» **Permintaan Tugas**
Jawablah pertanyaan berikut berdasarkan bagian teks.
1. Siapa yang diajak Ellie makan di Karen’s Diner?
2. Kapan Karen’s Diner disebut akan buka di Jakarta?
3. Dari sisi apa blog ini akan membahas Karen’s Diner?

» **Bagian Teks**
_ _ _ _ _
Dalam video tersebut diperlihatkan, Ellie mengajak kakeknya makan di Karen’s Diner, dan sang kakek terkaget-kaget melihat “keanehan” yang ditunjukkan oleh para pramusaji di resto tersebut. Video Ellie Coleman menyebar ke berbagai platform, dan akhirnya mengantarkan popularitas lebih pada resto unik ini.
Dan, kabar gembira! Karen’s Diner konon bakalan buka di Jakarta akhir tahun 2022 ini.
Mengingat memang sudah populer, tentu saja hal ini disambut dengan antusias terutama oleh para netijen.
Tapi, di blog ini, kita enggak akan membahas restorannya, kita coba bahas dari sisi bisnisnya. Mari kita lihat satu per satu hal unik yang mungkin bisa kamu sontek dari bisnis ini.
_ _ _ _ _
» **Data Entri**
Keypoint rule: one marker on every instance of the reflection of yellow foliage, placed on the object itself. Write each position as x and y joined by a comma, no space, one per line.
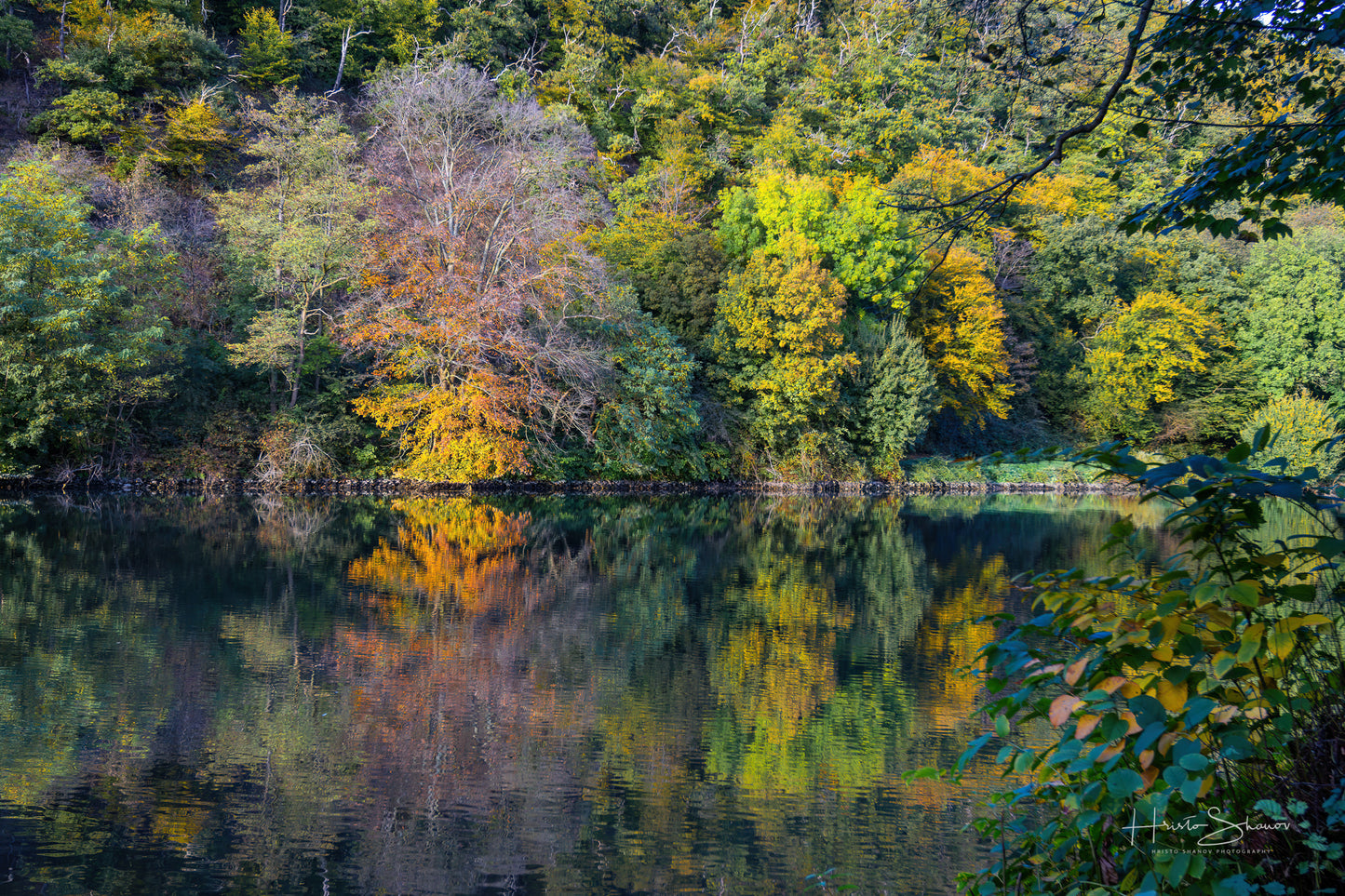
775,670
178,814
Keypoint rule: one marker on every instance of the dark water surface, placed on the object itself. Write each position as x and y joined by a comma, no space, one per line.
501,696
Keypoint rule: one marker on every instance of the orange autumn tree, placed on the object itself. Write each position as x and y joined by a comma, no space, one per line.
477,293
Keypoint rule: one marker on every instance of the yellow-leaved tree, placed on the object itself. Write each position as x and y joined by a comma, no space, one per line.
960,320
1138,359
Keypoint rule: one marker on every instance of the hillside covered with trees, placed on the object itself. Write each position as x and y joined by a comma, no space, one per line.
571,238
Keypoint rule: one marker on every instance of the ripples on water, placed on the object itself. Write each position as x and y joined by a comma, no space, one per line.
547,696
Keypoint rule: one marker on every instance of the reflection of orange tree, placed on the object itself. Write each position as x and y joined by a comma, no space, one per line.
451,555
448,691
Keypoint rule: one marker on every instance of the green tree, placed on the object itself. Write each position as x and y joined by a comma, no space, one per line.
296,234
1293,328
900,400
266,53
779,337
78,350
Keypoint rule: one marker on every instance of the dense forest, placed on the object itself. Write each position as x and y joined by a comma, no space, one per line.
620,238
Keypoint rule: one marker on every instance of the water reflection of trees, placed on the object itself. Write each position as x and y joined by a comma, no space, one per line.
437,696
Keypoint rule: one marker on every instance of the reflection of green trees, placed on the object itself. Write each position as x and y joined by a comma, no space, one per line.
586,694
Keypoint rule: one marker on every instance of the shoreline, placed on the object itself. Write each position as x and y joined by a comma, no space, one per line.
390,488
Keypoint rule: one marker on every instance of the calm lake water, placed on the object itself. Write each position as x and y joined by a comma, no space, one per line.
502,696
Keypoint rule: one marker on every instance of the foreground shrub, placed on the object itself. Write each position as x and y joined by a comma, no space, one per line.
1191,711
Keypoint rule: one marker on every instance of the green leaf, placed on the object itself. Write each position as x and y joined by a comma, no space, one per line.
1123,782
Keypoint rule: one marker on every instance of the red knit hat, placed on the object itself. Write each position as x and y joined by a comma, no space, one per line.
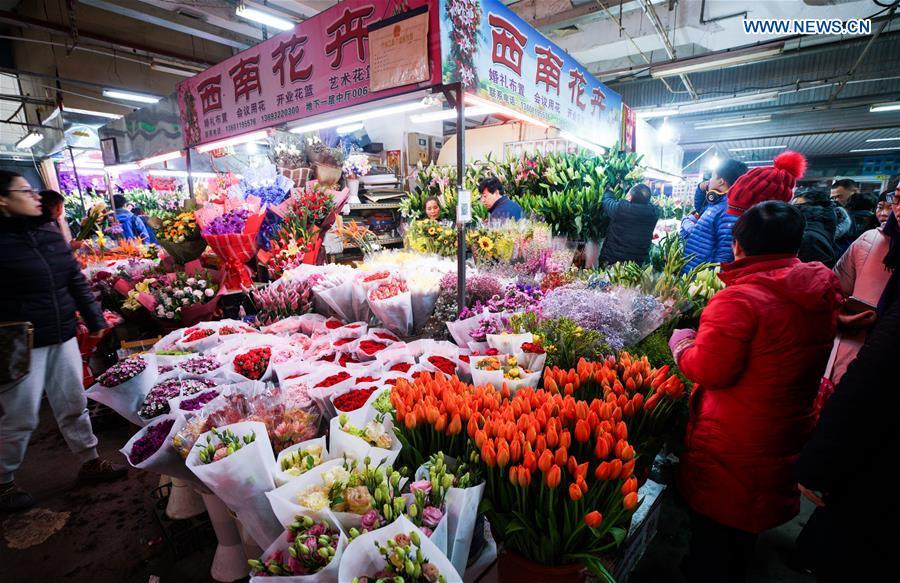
_ _ _ _ _
» **Jawaban Tugas**
1. Kakeknya.
2. Akhir tahun 2022.
3. Dari sisi bisnisnya.